Reading text:
________
The `ip6_dst_gc()` changes protect GC parameters that could be torn-
read, potentially affecting garbage collection timing and behavior.
### Scope and Risk
- **Files changed**: 1 (net/ipv6/route.c)
- **Lines changed**: ~20 lines, all mechanical `READ_ONCE()` additions
- **Risk**: Very low — `READ_ONCE()` is a compiler barrier that prevents
optimization-based re-reading. It doesn't change any logic or locking.
The `max_t()` refactor in `ip6_default_advmss()` is functionally
equivalent to the original if/assign pattern.
- **Dependencies**: None — `READ_ONCE()` is a basic kernel macro
available in all stable trees.
### Stable Criteria Assessment
1. **Obviously correct and tested**: Yes — mechanical `READ_ONCE()`
additions, reviewed by Simon Horman
2. **Fixes a real bug**: Yes — data races detected by KCSAN; the
`fib_notify_on_flag_change` double-read is a real logic bug
3. **Important issue**: Medium — data races in networking code can cause
subtle misbehavior. KCSAN annotations are routinely backported
4. **Small and contained**: Yes — single file, ~20 lines of mechanical
changes
5. **No new features**: Correct — pure annotation/fix
6. **Applies cleanly**: Should apply cleanly to recent stable trees
### Precedent
Eric Dumazet's `READ_ONCE()`/`WRITE_ONCE()` annotation patches for
networking sysctls are regularly backported to stable trees. This is
part of an ongoing effort to make the networking stack KCSAN-clean, and
these patches have a strong track record of being safe and beneficial.
________
Task instructions: Write out everything in the kernel patch assessment above from "### Scope and" down to "original if/assign pattern.", word for word.
________
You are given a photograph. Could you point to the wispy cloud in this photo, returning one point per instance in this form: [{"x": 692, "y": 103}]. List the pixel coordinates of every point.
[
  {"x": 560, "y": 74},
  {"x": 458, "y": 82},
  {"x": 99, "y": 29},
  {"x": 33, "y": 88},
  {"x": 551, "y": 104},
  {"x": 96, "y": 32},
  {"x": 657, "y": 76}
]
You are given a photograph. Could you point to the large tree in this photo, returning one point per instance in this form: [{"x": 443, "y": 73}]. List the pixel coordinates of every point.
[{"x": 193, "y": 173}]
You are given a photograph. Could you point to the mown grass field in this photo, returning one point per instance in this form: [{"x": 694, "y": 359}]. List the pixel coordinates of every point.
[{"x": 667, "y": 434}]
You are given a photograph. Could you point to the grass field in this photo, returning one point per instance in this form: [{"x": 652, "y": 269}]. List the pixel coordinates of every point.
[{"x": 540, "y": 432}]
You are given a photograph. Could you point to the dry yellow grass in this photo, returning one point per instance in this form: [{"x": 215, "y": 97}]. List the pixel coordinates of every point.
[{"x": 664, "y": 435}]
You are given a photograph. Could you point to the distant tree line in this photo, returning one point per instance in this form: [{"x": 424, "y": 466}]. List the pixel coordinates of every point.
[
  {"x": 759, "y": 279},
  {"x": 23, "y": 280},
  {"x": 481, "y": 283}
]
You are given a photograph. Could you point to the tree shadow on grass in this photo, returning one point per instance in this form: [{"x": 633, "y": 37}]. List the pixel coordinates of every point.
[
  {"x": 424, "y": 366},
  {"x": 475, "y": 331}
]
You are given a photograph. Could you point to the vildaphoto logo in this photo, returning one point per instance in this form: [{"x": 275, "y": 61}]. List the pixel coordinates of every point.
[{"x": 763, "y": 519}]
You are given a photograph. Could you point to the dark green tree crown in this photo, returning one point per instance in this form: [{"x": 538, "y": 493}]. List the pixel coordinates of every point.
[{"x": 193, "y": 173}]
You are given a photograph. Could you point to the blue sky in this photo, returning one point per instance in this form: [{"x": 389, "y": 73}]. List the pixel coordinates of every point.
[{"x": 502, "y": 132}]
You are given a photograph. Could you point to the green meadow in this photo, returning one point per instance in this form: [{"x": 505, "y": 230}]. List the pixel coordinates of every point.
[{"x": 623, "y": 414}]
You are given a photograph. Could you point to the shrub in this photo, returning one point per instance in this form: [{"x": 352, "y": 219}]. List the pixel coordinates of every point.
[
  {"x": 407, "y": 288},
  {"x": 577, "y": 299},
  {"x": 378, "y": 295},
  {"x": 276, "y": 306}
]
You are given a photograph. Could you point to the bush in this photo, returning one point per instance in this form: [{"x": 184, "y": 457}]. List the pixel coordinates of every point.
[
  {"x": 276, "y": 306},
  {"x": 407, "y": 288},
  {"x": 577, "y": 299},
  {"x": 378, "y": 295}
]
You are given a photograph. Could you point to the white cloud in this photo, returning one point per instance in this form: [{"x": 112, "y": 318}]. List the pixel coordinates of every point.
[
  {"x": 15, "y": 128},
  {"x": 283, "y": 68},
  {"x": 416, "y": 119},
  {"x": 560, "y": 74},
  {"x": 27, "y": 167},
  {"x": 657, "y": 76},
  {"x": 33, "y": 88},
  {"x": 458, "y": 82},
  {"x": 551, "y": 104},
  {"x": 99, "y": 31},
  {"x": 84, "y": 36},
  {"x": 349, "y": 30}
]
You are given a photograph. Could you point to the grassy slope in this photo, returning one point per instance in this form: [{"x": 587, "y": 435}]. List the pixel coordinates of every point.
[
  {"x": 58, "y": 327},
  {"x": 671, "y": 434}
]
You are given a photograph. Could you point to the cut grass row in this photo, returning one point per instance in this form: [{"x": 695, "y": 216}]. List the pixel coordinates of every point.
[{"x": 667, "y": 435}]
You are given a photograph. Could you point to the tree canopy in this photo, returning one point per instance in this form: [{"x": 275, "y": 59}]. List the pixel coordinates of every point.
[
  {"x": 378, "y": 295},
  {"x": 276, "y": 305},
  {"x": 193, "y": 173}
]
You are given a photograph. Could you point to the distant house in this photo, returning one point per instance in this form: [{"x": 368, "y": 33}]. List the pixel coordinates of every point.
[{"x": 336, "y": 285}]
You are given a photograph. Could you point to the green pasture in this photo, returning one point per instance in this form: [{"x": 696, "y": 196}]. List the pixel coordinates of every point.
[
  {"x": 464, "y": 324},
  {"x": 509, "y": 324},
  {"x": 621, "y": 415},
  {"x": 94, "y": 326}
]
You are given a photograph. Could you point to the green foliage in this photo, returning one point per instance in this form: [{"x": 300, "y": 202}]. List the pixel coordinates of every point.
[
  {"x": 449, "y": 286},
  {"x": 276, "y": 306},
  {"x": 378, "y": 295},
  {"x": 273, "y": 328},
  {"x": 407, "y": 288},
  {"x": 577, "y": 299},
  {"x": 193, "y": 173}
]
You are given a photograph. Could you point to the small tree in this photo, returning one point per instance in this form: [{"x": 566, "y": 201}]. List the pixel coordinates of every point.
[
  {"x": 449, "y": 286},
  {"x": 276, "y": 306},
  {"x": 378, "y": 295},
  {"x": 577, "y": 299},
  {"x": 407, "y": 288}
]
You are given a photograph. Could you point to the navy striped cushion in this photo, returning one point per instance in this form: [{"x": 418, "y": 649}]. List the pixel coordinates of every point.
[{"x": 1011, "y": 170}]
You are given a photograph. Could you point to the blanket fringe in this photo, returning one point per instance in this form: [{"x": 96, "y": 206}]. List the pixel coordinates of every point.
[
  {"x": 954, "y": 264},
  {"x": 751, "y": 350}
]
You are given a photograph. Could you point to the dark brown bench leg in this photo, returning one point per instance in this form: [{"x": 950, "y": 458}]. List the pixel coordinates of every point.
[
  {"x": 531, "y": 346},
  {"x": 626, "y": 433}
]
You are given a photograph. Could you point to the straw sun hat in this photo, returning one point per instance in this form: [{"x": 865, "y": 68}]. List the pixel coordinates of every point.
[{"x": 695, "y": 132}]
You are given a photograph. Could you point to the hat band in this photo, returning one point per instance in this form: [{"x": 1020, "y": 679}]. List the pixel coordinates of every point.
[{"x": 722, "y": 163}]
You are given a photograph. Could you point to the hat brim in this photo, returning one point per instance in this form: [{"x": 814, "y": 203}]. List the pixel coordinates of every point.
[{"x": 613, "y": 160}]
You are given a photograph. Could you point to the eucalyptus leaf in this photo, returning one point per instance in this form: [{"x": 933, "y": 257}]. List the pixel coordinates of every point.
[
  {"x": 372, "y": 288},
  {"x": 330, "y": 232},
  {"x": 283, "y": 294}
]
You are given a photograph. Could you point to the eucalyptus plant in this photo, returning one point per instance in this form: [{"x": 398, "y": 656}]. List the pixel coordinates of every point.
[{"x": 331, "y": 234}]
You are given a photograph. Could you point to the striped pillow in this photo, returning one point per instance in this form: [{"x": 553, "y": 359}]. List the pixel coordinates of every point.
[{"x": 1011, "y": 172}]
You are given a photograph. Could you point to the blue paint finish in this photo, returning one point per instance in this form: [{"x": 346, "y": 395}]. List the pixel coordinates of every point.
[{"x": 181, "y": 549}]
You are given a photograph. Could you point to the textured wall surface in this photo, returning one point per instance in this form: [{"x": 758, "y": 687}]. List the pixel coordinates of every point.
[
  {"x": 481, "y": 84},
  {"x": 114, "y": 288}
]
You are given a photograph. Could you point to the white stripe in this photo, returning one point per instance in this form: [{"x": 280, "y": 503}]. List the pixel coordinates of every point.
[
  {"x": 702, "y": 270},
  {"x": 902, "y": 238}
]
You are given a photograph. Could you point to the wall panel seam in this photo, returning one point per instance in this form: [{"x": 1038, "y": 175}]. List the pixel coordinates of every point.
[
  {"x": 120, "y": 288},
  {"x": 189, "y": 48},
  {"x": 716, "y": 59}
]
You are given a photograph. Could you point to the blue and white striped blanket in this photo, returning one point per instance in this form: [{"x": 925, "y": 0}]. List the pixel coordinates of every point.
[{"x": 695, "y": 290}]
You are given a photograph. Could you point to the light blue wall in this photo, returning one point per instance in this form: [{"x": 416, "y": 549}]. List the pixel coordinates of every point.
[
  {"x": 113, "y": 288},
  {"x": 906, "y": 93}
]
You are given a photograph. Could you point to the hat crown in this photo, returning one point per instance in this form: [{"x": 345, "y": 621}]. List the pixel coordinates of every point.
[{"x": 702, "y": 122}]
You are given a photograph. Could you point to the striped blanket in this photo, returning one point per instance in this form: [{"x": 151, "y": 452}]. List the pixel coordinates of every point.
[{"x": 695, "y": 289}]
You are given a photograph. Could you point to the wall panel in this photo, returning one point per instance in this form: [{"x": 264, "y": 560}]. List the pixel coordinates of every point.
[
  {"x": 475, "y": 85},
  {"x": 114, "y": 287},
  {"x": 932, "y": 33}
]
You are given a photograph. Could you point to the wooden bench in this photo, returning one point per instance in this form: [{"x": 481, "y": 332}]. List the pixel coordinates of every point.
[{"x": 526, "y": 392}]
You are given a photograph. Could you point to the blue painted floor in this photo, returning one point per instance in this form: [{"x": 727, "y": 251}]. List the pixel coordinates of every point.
________
Completed exercise:
### Scope and Risk
- **Files changed**: 1 (net/ipv6/route.c)
- **Lines changed**: ~20 lines, all mechanical `READ_ONCE()` additions
- **Risk**: Very low — `READ_ONCE()` is a compiler barrier that prevents
optimization-based re-reading. It doesn't change any logic or locking.
The `max_t()` refactor in `ip6_default_advmss()` is functionally
equivalent to the original if/assign pattern.